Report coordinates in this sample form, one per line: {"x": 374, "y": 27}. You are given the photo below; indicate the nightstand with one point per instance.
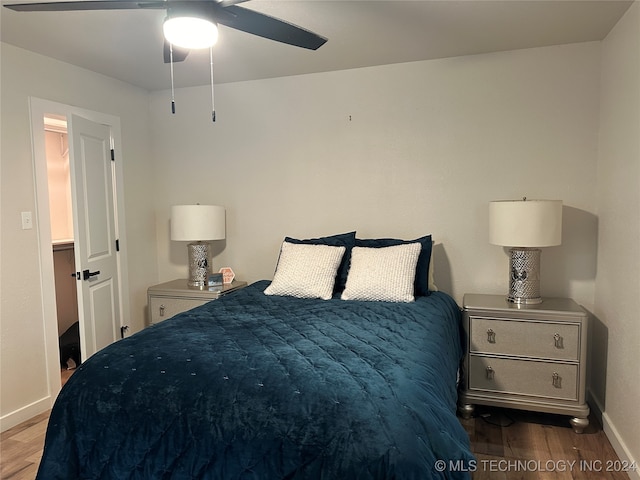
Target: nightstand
{"x": 528, "y": 357}
{"x": 168, "y": 299}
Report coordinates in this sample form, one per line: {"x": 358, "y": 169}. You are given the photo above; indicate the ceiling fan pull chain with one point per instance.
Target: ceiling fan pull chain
{"x": 213, "y": 105}
{"x": 173, "y": 102}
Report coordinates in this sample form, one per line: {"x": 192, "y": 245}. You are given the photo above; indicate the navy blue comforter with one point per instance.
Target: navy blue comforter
{"x": 261, "y": 387}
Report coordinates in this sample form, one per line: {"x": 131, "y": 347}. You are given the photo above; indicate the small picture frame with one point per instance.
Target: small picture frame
{"x": 215, "y": 280}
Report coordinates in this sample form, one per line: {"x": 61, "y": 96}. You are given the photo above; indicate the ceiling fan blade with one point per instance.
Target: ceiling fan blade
{"x": 179, "y": 54}
{"x": 84, "y": 5}
{"x": 256, "y": 23}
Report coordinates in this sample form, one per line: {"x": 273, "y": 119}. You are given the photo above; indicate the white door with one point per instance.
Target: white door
{"x": 94, "y": 225}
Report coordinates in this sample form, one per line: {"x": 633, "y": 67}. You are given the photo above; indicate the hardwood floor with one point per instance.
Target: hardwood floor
{"x": 513, "y": 444}
{"x": 543, "y": 444}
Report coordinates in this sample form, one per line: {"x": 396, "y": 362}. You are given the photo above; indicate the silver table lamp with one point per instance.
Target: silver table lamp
{"x": 198, "y": 224}
{"x": 525, "y": 225}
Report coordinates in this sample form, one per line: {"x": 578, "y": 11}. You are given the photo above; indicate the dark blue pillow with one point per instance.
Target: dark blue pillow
{"x": 347, "y": 240}
{"x": 421, "y": 284}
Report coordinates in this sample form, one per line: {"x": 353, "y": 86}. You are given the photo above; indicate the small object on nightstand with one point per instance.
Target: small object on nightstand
{"x": 215, "y": 280}
{"x": 168, "y": 299}
{"x": 526, "y": 357}
{"x": 228, "y": 274}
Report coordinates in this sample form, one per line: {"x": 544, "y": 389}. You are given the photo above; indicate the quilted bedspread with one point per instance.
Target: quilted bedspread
{"x": 261, "y": 387}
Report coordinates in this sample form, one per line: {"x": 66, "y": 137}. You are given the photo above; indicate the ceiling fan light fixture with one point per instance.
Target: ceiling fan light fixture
{"x": 190, "y": 32}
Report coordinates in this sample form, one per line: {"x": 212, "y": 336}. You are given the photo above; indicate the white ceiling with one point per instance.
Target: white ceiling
{"x": 127, "y": 44}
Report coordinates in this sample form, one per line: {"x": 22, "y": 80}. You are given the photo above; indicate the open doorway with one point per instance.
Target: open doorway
{"x": 62, "y": 239}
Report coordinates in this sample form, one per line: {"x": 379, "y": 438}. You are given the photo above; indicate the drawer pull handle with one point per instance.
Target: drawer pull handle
{"x": 490, "y": 373}
{"x": 557, "y": 339}
{"x": 491, "y": 336}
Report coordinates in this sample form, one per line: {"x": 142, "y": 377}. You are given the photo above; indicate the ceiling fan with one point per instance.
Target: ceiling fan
{"x": 211, "y": 12}
{"x": 192, "y": 24}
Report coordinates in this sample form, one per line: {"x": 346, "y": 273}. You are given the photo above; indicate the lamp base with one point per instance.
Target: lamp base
{"x": 198, "y": 264}
{"x": 524, "y": 270}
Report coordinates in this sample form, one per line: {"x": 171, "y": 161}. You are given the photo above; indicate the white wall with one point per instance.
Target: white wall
{"x": 399, "y": 150}
{"x": 616, "y": 333}
{"x": 23, "y": 370}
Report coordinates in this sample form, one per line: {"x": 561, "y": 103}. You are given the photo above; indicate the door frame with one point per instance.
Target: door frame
{"x": 39, "y": 108}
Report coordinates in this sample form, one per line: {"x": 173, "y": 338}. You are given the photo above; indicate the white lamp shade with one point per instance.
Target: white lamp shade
{"x": 190, "y": 31}
{"x": 525, "y": 223}
{"x": 192, "y": 223}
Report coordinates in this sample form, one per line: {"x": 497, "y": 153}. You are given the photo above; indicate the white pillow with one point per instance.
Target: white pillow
{"x": 382, "y": 274}
{"x": 306, "y": 271}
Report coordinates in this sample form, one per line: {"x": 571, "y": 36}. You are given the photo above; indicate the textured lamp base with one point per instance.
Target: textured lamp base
{"x": 524, "y": 268}
{"x": 198, "y": 264}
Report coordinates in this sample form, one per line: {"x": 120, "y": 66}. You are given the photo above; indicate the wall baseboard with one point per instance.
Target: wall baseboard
{"x": 23, "y": 414}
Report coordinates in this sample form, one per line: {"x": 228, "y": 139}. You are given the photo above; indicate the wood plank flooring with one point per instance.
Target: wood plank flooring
{"x": 544, "y": 444}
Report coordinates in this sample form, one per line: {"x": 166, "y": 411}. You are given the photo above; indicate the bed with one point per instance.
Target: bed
{"x": 262, "y": 385}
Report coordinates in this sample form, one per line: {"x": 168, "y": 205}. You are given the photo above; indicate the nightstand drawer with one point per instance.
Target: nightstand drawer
{"x": 163, "y": 308}
{"x": 523, "y": 377}
{"x": 557, "y": 341}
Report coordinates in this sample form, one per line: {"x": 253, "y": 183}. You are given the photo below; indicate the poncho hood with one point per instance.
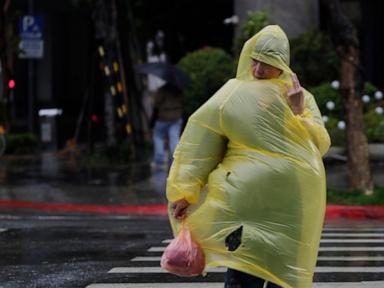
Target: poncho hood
{"x": 270, "y": 46}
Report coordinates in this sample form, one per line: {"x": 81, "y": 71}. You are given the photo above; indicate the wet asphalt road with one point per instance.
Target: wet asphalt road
{"x": 72, "y": 251}
{"x": 44, "y": 248}
{"x": 103, "y": 252}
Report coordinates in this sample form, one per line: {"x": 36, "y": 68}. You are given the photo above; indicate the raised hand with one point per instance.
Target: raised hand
{"x": 295, "y": 96}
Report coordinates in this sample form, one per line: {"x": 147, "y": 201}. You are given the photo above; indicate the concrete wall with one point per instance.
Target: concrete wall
{"x": 294, "y": 16}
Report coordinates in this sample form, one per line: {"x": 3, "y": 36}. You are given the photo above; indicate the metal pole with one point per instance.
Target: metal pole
{"x": 31, "y": 83}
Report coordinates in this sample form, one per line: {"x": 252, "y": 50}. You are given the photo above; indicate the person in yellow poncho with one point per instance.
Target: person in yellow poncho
{"x": 247, "y": 175}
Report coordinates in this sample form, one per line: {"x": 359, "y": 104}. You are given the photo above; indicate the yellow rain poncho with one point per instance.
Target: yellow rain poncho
{"x": 246, "y": 163}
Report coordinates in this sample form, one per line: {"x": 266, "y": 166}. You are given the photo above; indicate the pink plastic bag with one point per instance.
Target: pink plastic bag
{"x": 183, "y": 256}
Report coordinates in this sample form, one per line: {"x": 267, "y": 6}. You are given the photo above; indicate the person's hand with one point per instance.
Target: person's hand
{"x": 295, "y": 96}
{"x": 179, "y": 209}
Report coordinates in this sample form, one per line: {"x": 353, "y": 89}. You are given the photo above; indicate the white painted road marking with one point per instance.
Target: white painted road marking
{"x": 322, "y": 249}
{"x": 322, "y": 258}
{"x": 372, "y": 284}
{"x": 143, "y": 270}
{"x": 352, "y": 241}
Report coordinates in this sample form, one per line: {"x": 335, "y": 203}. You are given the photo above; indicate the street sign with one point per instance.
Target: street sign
{"x": 31, "y": 37}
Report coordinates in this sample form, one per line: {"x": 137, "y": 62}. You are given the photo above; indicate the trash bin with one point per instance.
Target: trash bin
{"x": 48, "y": 127}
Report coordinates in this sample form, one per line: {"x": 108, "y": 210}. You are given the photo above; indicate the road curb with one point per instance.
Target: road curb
{"x": 332, "y": 211}
{"x": 354, "y": 212}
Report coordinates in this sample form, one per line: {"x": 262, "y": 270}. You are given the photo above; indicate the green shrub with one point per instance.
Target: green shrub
{"x": 313, "y": 58}
{"x": 324, "y": 93}
{"x": 23, "y": 143}
{"x": 209, "y": 69}
{"x": 337, "y": 135}
{"x": 254, "y": 22}
{"x": 374, "y": 126}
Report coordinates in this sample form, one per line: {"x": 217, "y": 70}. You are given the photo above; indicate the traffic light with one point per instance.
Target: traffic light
{"x": 11, "y": 84}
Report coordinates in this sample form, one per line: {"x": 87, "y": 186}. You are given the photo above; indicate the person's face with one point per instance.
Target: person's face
{"x": 261, "y": 70}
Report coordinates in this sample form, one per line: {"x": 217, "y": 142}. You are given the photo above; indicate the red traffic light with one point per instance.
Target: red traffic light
{"x": 94, "y": 118}
{"x": 11, "y": 84}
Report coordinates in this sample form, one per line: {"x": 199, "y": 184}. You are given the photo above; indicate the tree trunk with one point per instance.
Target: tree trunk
{"x": 358, "y": 158}
{"x": 345, "y": 39}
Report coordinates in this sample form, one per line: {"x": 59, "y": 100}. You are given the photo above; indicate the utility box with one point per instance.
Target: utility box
{"x": 48, "y": 127}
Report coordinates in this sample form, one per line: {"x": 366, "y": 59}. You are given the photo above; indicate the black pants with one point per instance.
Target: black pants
{"x": 238, "y": 279}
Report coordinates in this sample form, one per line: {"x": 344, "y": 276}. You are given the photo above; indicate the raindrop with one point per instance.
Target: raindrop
{"x": 330, "y": 105}
{"x": 341, "y": 125}
{"x": 365, "y": 99}
{"x": 379, "y": 110}
{"x": 379, "y": 95}
{"x": 335, "y": 84}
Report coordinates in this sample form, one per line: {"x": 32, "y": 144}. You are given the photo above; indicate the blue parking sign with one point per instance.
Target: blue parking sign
{"x": 31, "y": 36}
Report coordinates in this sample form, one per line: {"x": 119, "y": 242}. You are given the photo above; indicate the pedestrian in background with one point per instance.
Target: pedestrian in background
{"x": 166, "y": 122}
{"x": 258, "y": 144}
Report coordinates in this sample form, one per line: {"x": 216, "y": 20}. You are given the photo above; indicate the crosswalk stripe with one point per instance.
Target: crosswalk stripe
{"x": 320, "y": 258}
{"x": 377, "y": 249}
{"x": 373, "y": 284}
{"x": 353, "y": 229}
{"x": 362, "y": 234}
{"x": 378, "y": 235}
{"x": 350, "y": 258}
{"x": 145, "y": 270}
{"x": 138, "y": 259}
{"x": 352, "y": 241}
{"x": 156, "y": 249}
{"x": 341, "y": 248}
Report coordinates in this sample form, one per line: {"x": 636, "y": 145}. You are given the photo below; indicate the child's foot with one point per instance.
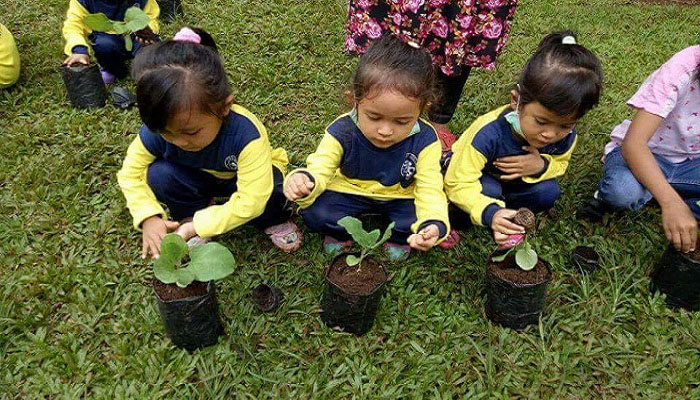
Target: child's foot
{"x": 451, "y": 241}
{"x": 107, "y": 77}
{"x": 287, "y": 236}
{"x": 397, "y": 252}
{"x": 332, "y": 246}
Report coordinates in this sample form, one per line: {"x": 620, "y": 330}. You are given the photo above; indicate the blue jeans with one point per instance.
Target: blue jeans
{"x": 111, "y": 52}
{"x": 621, "y": 190}
{"x": 187, "y": 190}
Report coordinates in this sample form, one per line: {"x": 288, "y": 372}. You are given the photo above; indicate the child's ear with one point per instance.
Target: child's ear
{"x": 514, "y": 94}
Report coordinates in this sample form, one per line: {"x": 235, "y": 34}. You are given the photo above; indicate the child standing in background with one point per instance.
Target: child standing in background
{"x": 379, "y": 157}
{"x": 657, "y": 154}
{"x": 109, "y": 49}
{"x": 511, "y": 157}
{"x": 196, "y": 145}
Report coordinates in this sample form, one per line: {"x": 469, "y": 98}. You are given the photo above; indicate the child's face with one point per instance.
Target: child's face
{"x": 540, "y": 125}
{"x": 387, "y": 118}
{"x": 193, "y": 130}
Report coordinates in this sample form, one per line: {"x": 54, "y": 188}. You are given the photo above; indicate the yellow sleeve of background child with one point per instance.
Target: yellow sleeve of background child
{"x": 74, "y": 29}
{"x": 431, "y": 202}
{"x": 140, "y": 200}
{"x": 321, "y": 165}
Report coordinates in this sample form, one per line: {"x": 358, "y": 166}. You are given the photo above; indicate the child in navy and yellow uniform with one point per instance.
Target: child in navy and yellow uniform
{"x": 197, "y": 145}
{"x": 511, "y": 156}
{"x": 109, "y": 49}
{"x": 379, "y": 158}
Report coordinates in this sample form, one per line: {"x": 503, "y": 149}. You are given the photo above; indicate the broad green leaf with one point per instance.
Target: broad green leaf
{"x": 127, "y": 43}
{"x": 98, "y": 22}
{"x": 387, "y": 235}
{"x": 211, "y": 261}
{"x": 352, "y": 260}
{"x": 135, "y": 19}
{"x": 525, "y": 257}
{"x": 183, "y": 277}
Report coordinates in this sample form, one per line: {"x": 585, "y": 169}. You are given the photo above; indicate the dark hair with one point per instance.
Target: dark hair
{"x": 173, "y": 76}
{"x": 392, "y": 64}
{"x": 565, "y": 78}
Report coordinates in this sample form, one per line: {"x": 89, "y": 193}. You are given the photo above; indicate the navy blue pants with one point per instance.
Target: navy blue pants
{"x": 323, "y": 215}
{"x": 111, "y": 52}
{"x": 187, "y": 190}
{"x": 535, "y": 196}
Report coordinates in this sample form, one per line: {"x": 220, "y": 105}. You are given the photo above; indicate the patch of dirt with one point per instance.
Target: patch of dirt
{"x": 359, "y": 280}
{"x": 509, "y": 271}
{"x": 170, "y": 292}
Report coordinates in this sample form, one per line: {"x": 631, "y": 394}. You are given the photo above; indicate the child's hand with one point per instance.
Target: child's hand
{"x": 521, "y": 166}
{"x": 425, "y": 239}
{"x": 502, "y": 224}
{"x": 154, "y": 228}
{"x": 680, "y": 226}
{"x": 298, "y": 186}
{"x": 186, "y": 231}
{"x": 77, "y": 59}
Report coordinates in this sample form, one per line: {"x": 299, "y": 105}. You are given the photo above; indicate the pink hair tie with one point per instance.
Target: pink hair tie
{"x": 187, "y": 35}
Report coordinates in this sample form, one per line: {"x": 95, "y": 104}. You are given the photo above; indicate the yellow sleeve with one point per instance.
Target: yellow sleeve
{"x": 9, "y": 58}
{"x": 431, "y": 202}
{"x": 140, "y": 200}
{"x": 74, "y": 29}
{"x": 557, "y": 165}
{"x": 153, "y": 11}
{"x": 321, "y": 165}
{"x": 255, "y": 184}
{"x": 462, "y": 181}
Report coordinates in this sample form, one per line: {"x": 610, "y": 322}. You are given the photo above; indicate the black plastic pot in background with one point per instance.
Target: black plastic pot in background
{"x": 169, "y": 9}
{"x": 85, "y": 86}
{"x": 515, "y": 305}
{"x": 678, "y": 277}
{"x": 351, "y": 313}
{"x": 192, "y": 323}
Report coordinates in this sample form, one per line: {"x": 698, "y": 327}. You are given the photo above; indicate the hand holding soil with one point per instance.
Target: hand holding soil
{"x": 154, "y": 228}
{"x": 680, "y": 226}
{"x": 77, "y": 59}
{"x": 298, "y": 186}
{"x": 425, "y": 239}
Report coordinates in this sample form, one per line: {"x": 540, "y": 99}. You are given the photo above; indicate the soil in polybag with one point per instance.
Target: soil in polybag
{"x": 84, "y": 85}
{"x": 190, "y": 315}
{"x": 516, "y": 298}
{"x": 677, "y": 275}
{"x": 351, "y": 297}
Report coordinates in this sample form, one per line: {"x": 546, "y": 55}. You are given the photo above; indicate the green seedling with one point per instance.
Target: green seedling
{"x": 207, "y": 262}
{"x": 135, "y": 19}
{"x": 368, "y": 241}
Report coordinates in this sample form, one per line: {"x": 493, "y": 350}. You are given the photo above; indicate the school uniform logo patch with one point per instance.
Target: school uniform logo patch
{"x": 231, "y": 163}
{"x": 408, "y": 170}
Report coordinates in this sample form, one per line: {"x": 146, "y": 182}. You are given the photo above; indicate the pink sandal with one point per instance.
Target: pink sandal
{"x": 287, "y": 236}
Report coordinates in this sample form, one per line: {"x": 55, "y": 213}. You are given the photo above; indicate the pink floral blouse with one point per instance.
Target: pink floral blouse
{"x": 456, "y": 32}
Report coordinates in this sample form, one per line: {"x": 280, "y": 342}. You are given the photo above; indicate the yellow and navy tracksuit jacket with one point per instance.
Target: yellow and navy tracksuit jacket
{"x": 75, "y": 32}
{"x": 9, "y": 58}
{"x": 346, "y": 162}
{"x": 490, "y": 137}
{"x": 240, "y": 151}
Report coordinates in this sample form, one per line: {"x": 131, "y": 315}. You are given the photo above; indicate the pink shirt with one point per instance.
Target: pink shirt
{"x": 673, "y": 93}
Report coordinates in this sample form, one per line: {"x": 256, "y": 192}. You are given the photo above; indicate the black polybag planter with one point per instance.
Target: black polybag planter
{"x": 678, "y": 277}
{"x": 169, "y": 9}
{"x": 515, "y": 305}
{"x": 354, "y": 314}
{"x": 85, "y": 86}
{"x": 192, "y": 323}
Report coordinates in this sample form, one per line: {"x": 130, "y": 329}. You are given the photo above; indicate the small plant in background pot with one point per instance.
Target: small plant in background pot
{"x": 355, "y": 283}
{"x": 186, "y": 292}
{"x": 517, "y": 279}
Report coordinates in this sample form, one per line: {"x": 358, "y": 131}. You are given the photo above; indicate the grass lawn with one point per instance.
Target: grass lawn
{"x": 78, "y": 320}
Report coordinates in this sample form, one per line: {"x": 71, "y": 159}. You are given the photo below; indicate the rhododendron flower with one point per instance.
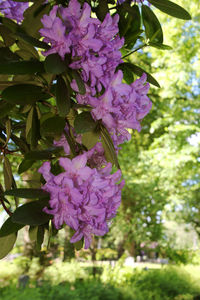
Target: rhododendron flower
{"x": 82, "y": 197}
{"x": 13, "y": 10}
{"x": 94, "y": 46}
{"x": 121, "y": 106}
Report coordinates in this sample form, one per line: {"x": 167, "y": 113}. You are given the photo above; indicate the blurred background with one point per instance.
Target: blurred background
{"x": 152, "y": 250}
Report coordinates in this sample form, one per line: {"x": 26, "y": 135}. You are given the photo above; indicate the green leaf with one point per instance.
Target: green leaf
{"x": 31, "y": 213}
{"x": 33, "y": 230}
{"x": 21, "y": 67}
{"x": 152, "y": 26}
{"x": 53, "y": 126}
{"x": 79, "y": 81}
{"x": 9, "y": 227}
{"x": 40, "y": 237}
{"x": 6, "y": 56}
{"x": 6, "y": 34}
{"x": 43, "y": 154}
{"x": 138, "y": 71}
{"x": 171, "y": 9}
{"x": 35, "y": 129}
{"x": 27, "y": 193}
{"x": 7, "y": 172}
{"x": 133, "y": 30}
{"x": 25, "y": 165}
{"x": 24, "y": 94}
{"x": 5, "y": 108}
{"x": 32, "y": 18}
{"x": 108, "y": 146}
{"x": 54, "y": 64}
{"x": 7, "y": 243}
{"x": 102, "y": 10}
{"x": 160, "y": 46}
{"x": 84, "y": 123}
{"x": 32, "y": 41}
{"x": 89, "y": 139}
{"x": 62, "y": 97}
{"x": 11, "y": 25}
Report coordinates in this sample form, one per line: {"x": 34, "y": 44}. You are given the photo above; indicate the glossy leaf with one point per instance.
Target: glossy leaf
{"x": 24, "y": 94}
{"x": 62, "y": 97}
{"x": 31, "y": 213}
{"x": 7, "y": 243}
{"x": 89, "y": 139}
{"x": 84, "y": 123}
{"x": 32, "y": 18}
{"x": 43, "y": 154}
{"x": 9, "y": 227}
{"x": 79, "y": 81}
{"x": 152, "y": 26}
{"x": 25, "y": 165}
{"x": 53, "y": 126}
{"x": 7, "y": 172}
{"x": 21, "y": 67}
{"x": 171, "y": 9}
{"x": 109, "y": 148}
{"x": 5, "y": 108}
{"x": 54, "y": 64}
{"x": 33, "y": 230}
{"x": 139, "y": 71}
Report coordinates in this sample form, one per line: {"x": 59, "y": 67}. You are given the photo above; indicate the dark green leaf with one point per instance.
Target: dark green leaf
{"x": 54, "y": 64}
{"x": 24, "y": 94}
{"x": 31, "y": 213}
{"x": 33, "y": 230}
{"x": 9, "y": 227}
{"x": 7, "y": 172}
{"x": 21, "y": 67}
{"x": 62, "y": 97}
{"x": 84, "y": 123}
{"x": 43, "y": 154}
{"x": 109, "y": 148}
{"x": 7, "y": 55}
{"x": 152, "y": 26}
{"x": 160, "y": 46}
{"x": 33, "y": 41}
{"x": 7, "y": 243}
{"x": 5, "y": 108}
{"x": 7, "y": 36}
{"x": 138, "y": 71}
{"x": 102, "y": 9}
{"x": 79, "y": 81}
{"x": 32, "y": 20}
{"x": 25, "y": 165}
{"x": 35, "y": 129}
{"x": 27, "y": 193}
{"x": 11, "y": 25}
{"x": 53, "y": 126}
{"x": 40, "y": 237}
{"x": 21, "y": 143}
{"x": 89, "y": 139}
{"x": 171, "y": 9}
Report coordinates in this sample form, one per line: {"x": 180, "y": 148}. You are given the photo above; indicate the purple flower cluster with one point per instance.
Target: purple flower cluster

┄┄┄┄┄┄

* What this task involves *
Across the material, report every line that has the word "below".

* Response to the exercise *
Report coordinates in this sample form, one per line: {"x": 374, "y": 27}. You are given the photo below; indicate the nightstand with one point per instance.
Report coordinates in this sample form, one per line: {"x": 253, "y": 183}. You are given the photo below; indicate the poncho hood with one point per instance.
Report coordinates in this sample form, one per line: {"x": 636, "y": 145}. You are given the photo below; indicate the child's foot with one point per instance.
Report coordinates in this sample form, one per line: {"x": 71, "y": 159}. You are given the photo below; indicate the rhododendron flower with one point per instance.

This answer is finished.